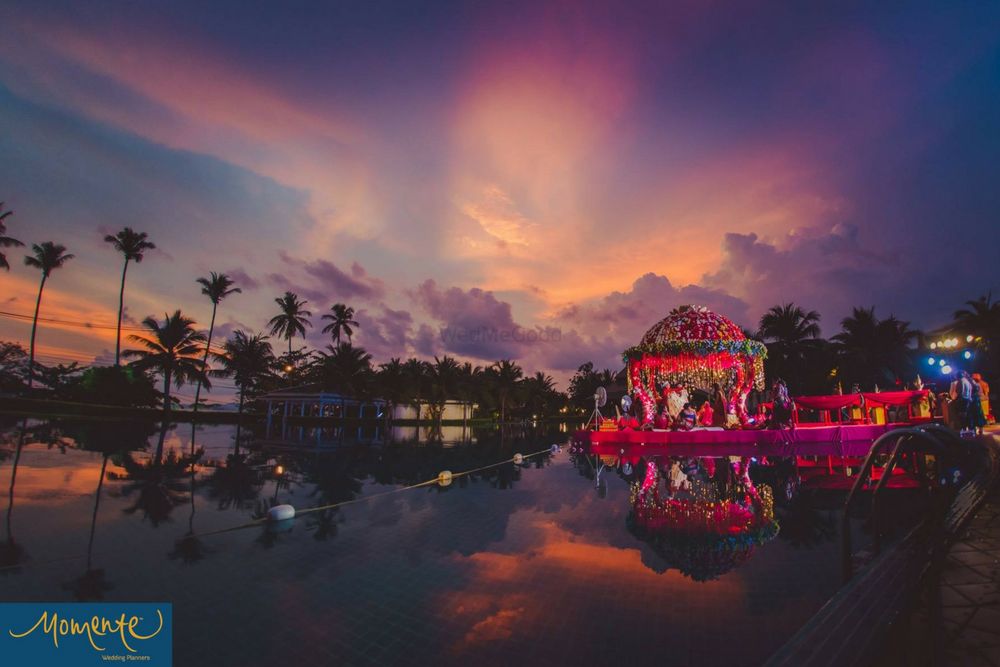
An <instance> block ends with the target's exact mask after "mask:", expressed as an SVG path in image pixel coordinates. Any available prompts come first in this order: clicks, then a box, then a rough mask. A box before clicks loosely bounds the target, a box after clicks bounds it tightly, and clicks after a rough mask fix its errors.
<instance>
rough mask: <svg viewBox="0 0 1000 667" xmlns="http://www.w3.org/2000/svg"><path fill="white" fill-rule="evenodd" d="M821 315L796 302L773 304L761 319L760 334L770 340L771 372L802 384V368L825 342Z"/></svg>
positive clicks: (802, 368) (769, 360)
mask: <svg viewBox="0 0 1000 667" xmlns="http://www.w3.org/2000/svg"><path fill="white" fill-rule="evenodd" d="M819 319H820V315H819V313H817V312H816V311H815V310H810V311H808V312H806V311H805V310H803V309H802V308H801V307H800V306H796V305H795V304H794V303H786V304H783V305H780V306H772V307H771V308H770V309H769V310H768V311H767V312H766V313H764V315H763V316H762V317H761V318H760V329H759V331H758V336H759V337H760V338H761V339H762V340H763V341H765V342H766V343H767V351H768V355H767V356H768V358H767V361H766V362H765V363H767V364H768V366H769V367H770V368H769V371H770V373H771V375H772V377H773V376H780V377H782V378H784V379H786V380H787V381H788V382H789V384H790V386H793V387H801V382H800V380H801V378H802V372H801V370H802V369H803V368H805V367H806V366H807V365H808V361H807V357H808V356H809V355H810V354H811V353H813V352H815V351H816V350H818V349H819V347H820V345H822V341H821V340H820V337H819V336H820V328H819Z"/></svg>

━━━━━━━━━━━━━━━━━━━━

### [Your goal]
Reproduce exactly, and only, the lines from the opening line of the listing above through the line holding "rough mask: <svg", minus the pictures.

### [Response area]
An <instance> block ends with the target's exact mask after "mask:", expressed as an SVG path in image pixel coordinates. Any available prompts come first in this order: clicks, then a box, then a rough mask. A box before clicks loosely bounds the target, a box after clicks bounds it tightly, and clicks after a rough mask fix its errors.
<instance>
rough mask: <svg viewBox="0 0 1000 667" xmlns="http://www.w3.org/2000/svg"><path fill="white" fill-rule="evenodd" d="M821 315L796 302L773 304L761 319L760 334L770 340L771 372L802 384V368L825 342Z"/></svg>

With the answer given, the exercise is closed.